_Kutipan Sumber_.
*-*-*

Nama : Maria Febrianti Gaso Badeoda(18116098)
Kelas  : 2ka19 Salemba
Tugas III
Mata Kuliah : Manajemen Layanan Sistem Informasi




 STUDI KASUS PELAYANAN FARMASI

Studi Kasus

Salah satu kelebihan tenaga kesehatan kita yang telah lama melalang buana diberbagai tempat produksi, distribusi, maupun pelayanan kefarmasian adalah banyak mengetahui kondisi riil di lapangan tentang dunia farmasi saat ini. Ditempat kerja terdahulu tentunya memiliki kebijakan yang berbeda dengan tempat kerja sekarang, dalam hal melakukan praktik pekerjaan kefarmasian. Ada hal-hal yang sifatnya postitif, tapi tidak sedikit pula hal negatif yang menjadi pengalaman seorang tenaga kefarmasian. Oleh karenanya kita harus terus belajar, berharap dengan demikian dapat membedakan mana yang benar dan mana yang salah. Jangan sampai masuk zona abu-abu, apalagi terperosok ke lembah hitam. Untuk bahan pembelajaran kali ini, kita akan mempelajari studi kasus mengenai batasan menjadi penanggung jawab dan praktek monopoli dibidang farmasi.

Praktek Monopoli dibidang Farmasi.

Sebagai seorang yang berkecimpung didunia kesehatan terutama seorang ahli farmasi, maka banyak sekali pilihan dunia kerja yang bisa kita pilih dan tekuni. Alam kasus ini , Indra yang bekerja di apotek “AA” sebagai APA (apoteker Pengelola Apotek” dan hanya datang ke apotek AA satu kali seminggu untuk memeriksa dan mengkontrol apotek tersebut. Namun di sisi lain , Indra juga menjadi Penanggung Jawab (PJ) pada Pedagang Besar Farmasi C. Sedangkan ,diatur dalam peraturan tersebut bahwa SIPA atau SIKA hanya boleh untuk satu fasilitas kefarmasian, artinya satu apoteker hanya boleh memiliki Surat Izin Praktik Apoteker (SIPA) dan Surat Izin Kerja Apoteker (SIKA) untuk bekerja di dua tempat yang berbeda , hanya untuk satu tempat dan satu profesi saja.

            Yang kedua adalah  kesepakatan yang dilakukan oleh pihak Apotek dan PBF(Pedagang Besar Farmasi), dimana keduanya mengadakan perjanjian kerjasama yang diwakili oleh Indra agar mendapatkan keuntungan lebih dibanding melalui prosedur normal.

*-*-*

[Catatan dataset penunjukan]
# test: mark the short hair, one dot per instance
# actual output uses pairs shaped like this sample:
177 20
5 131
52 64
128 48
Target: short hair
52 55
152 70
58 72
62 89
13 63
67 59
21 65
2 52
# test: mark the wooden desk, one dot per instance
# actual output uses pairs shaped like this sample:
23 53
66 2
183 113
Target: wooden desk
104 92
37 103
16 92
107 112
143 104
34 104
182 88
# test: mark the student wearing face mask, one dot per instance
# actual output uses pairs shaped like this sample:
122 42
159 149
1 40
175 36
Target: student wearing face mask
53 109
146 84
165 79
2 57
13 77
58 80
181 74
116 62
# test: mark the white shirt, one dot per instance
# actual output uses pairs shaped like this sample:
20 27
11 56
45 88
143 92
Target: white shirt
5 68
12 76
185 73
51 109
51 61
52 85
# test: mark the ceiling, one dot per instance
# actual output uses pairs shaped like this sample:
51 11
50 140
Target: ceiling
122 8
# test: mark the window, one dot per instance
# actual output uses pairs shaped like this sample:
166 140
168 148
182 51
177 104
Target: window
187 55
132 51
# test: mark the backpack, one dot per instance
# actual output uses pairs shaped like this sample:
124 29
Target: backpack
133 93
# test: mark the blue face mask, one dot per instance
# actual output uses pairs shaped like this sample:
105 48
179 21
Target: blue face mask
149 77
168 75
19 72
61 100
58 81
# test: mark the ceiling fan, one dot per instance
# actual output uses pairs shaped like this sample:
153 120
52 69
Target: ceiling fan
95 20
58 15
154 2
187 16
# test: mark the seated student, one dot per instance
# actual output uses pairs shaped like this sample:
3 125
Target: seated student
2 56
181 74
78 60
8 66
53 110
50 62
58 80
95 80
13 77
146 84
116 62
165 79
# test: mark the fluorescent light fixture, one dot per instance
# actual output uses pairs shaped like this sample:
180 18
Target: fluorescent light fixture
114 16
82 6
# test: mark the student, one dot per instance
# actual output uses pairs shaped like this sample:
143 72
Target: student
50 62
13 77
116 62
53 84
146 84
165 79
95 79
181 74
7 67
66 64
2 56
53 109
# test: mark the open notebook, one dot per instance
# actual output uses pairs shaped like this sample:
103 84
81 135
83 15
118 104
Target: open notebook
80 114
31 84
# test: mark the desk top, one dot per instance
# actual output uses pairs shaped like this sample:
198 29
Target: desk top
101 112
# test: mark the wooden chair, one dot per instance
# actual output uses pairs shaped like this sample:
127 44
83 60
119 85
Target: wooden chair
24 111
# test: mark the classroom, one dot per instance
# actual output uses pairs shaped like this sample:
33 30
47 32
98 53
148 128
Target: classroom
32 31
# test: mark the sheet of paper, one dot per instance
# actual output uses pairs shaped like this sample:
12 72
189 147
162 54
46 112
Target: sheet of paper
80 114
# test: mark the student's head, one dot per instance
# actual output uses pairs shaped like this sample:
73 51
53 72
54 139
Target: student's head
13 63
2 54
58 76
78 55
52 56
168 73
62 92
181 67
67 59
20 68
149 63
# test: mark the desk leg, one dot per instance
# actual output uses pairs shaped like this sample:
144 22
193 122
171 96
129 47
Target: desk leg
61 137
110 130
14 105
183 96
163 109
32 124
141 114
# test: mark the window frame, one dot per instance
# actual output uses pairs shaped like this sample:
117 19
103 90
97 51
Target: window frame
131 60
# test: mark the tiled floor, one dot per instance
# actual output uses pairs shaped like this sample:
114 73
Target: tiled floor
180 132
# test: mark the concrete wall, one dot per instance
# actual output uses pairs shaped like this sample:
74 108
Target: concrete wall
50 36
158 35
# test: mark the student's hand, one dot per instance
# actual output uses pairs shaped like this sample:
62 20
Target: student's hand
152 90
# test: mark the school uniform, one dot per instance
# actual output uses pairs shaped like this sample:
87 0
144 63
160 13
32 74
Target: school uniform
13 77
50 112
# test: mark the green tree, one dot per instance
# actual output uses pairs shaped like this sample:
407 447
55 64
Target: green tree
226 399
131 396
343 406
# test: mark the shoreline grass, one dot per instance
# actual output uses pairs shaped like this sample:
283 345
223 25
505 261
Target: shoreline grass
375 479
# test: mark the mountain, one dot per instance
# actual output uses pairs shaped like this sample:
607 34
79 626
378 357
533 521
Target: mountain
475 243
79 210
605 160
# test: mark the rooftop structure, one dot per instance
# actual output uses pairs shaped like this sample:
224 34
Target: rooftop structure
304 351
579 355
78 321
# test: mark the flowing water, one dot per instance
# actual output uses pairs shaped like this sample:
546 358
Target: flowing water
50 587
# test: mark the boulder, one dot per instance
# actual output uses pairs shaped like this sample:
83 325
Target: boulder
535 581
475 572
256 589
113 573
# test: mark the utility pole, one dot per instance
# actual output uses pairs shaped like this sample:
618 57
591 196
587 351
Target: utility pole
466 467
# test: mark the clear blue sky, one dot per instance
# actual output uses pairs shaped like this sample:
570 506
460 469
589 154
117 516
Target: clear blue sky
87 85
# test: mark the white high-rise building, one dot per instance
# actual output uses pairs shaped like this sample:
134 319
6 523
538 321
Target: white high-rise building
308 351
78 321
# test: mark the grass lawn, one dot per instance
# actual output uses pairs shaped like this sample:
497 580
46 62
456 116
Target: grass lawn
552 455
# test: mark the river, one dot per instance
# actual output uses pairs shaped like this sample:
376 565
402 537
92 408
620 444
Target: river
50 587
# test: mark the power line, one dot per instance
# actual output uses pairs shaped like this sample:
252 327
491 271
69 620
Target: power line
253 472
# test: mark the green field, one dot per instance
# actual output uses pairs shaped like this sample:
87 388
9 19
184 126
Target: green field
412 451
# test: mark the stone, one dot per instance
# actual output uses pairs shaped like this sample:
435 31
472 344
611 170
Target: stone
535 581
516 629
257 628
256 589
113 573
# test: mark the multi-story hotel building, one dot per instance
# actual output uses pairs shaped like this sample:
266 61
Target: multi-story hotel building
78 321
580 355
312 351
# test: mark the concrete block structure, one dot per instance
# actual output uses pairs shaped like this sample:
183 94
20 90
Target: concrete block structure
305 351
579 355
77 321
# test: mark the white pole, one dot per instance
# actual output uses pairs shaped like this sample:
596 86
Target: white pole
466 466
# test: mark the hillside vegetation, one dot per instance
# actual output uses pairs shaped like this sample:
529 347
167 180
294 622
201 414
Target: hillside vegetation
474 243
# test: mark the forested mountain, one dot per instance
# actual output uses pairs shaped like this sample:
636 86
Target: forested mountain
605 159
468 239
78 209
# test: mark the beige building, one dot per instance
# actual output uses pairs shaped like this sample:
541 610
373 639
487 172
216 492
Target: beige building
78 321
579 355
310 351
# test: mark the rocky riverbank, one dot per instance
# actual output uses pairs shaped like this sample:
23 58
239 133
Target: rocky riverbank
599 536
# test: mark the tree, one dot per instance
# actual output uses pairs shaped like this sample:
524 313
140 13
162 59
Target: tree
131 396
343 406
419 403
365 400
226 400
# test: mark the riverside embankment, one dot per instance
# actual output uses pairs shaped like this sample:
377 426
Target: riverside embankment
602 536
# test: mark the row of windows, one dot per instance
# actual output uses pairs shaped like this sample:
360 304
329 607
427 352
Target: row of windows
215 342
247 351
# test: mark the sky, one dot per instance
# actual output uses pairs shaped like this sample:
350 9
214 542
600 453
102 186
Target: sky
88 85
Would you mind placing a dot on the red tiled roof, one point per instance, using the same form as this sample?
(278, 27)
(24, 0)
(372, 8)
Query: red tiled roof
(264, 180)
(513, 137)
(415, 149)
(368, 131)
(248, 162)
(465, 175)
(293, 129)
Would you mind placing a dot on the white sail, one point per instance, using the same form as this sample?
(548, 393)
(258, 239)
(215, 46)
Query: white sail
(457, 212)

*-*-*

_Uraian Tugas_. Alihbahasakan kalimat dari studi kasus pelayanan farmasi ini ke dalam bahasa Inggris: "Oleh karenanya kita harus terus belajar, berharap dengan demikian dapat membedakan mana yang benar dan mana yang salah." Baris-baris data tidak berperan dalam hal ini.

_Penyelesaian_. Therefore, we must keep learning, hoping that in this way we can tell what is right from what is wrong.